> [EXERCISE] Can you reproduce every entry below word for word, changing nothing?

•••

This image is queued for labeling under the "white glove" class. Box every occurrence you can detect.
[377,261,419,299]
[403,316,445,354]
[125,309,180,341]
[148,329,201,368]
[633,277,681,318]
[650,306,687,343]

•••

> [EXERCISE RESULT]
This image is queued for labeling under the "white glove" class. Box every occurrence you can detect.
[377,261,419,299]
[403,316,445,354]
[125,309,180,341]
[148,329,201,368]
[633,277,681,318]
[650,306,687,343]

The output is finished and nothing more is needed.